[Exercise tasks]
**1)** In the excerpt on natural gas demand, what was the cost of natural gas for steam electric utilities in 1997?
**2)** Carry the excerpt on natural gas demand forward from its final sentence, in the same style.

Demand for natural gas as a pipeline fuel and a lease and plant fuel increased 38.6% over the longer period to 1.951 tcf in 1997.
Utility demand has been very volatile. This is the sector where natural gas has the most intense competition from other fuels. Utility demand reached a recent high of 3.197 tcf in 1995 then fell to 2.732 tcf in 1996. Demand increased 8.7% in 1997 to 2.969 tcf, when it was up 14.1% from the level in 1986.
A sharp increase in gas prices was the major reason for the drop in utility demand in 1996. Prices were even higher in 1997, but strong economic growth and reduced output at nuclear plants helped to boost utility demand for gas.
In 1998 gas demand is expected to increase in the utility and industrial sectors due to prices lower than a year ago and strong economic growth. The warm winter will slow demand growth in the commercial sector and push demand down in the residential sector.
According to the Energy Information Administration (EIA), the cost of coal for steam electric utilities dropped steadily from $1.455/MMBTU in 1990 to $1.273/MMBTU in 1997. The cost of natural gas for these utilities was $2.321/MMBTU in 1990, moved up to $2.56/MMBTU in 1993, slipped to $1.984/MMBTU in 1995, then jumped to $2.641/MMBTU in 1996 and $2.76/MMBTU in 1997. This improved the competitive advantages of coal and even heavy fuel oil.

[Recorded data]
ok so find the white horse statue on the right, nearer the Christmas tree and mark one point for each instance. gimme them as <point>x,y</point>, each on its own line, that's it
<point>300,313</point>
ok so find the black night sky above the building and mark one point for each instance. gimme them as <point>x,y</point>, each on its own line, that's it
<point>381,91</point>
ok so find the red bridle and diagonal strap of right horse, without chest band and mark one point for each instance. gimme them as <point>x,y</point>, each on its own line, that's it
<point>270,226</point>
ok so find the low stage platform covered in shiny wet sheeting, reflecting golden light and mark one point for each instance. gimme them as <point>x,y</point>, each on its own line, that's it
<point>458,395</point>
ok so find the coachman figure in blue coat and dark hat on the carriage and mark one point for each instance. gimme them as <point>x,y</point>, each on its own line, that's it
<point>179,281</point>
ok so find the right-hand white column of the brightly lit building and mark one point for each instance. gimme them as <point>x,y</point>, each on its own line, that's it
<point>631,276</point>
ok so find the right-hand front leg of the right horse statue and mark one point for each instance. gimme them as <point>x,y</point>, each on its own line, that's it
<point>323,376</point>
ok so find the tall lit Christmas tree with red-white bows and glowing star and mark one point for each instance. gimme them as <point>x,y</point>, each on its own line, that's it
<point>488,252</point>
...
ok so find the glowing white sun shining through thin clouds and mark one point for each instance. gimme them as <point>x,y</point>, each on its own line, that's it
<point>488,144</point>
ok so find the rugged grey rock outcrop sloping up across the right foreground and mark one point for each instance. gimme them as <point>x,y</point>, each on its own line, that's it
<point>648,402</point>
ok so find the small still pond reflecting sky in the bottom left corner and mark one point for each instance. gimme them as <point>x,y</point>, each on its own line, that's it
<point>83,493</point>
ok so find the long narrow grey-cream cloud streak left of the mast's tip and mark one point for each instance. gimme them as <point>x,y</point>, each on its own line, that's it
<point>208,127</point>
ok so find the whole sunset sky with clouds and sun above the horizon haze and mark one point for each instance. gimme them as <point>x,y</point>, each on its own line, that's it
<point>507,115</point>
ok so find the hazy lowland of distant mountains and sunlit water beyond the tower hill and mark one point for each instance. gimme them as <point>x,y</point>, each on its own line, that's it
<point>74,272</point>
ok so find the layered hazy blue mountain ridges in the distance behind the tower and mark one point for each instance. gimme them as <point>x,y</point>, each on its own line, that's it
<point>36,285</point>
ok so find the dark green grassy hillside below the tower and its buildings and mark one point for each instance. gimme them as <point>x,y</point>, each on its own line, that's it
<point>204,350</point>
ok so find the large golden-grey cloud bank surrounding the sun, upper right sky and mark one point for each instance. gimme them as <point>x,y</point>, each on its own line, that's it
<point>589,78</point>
==
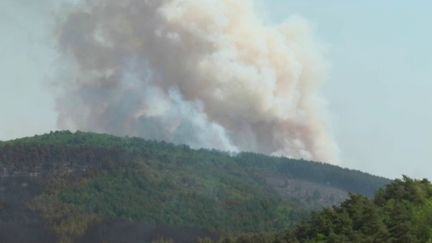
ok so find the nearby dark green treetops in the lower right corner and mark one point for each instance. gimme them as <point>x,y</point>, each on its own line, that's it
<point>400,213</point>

[Answers to each task]
**1)** $2.76/MMBTU.

**2)**
Electric utility consumption of natural gas moved up last year despite the price increase. Strong demand for electric power and the decline in nuclear output more than offset the impact of the higher prices.
Natural gas prices during the first 5 months of this year have averaged 12% lower than a year earlier. That should help boost demand for gas by the utility sector, although slumping oil prices will keep heavy fuel oil competitive.
U.S. marketed production of natural gas is expected to increase by 1.1% to 20.07 tcf in 1998. This follows an increase of 0.5% in 1996.
In recent years domestic production has risen in response to increases in both demand and average wellhead price.
Domestic output hit a peak of 22.648 tcf in 1972 and slipped to a recent low of 16.859 tcf in 1986. Since then, output has moved up at an average rate of 1.5%/year to 19.846 tcf in 1997. This compares to an average increase in natural gas consumption of 2.9%/year over the same period.
Additional imports have been providing a large share of the increase in consumption. Imports of natural gas, mainly from Canada, moved up from 750 bcf in 1986 to 2.99 tcf last year. Imports of natural gas are projected to increase 1.3% in 1998 to 3.03 tcf. Last year imports increased 1.8%.
Imports from Canada will total 2.934 tcf this year. Canadian imports were up only 0.5% in 1997 at 2.896 tcf, from 2.883 tcf in 1996. This year there will also be a small supply of LNG, 80 bcf, from Algeria, the United Arab Emirates, and Australia. This compares with LNG imports of 78 bcf in 1997, 40 bcf in 1996, and 18 bcf in 1995. There will also be a modest level of gas from Mexico, 16 bcf in 1998, compared with 16 bcf in 1997 and 14 bcf in 1996.
Since the recent low in 1986, U.S. gas consumption has moved up 5.682 tcf, domestic dry gas production is up 2.862 tcf, and total imports have increased 2.24 tcf.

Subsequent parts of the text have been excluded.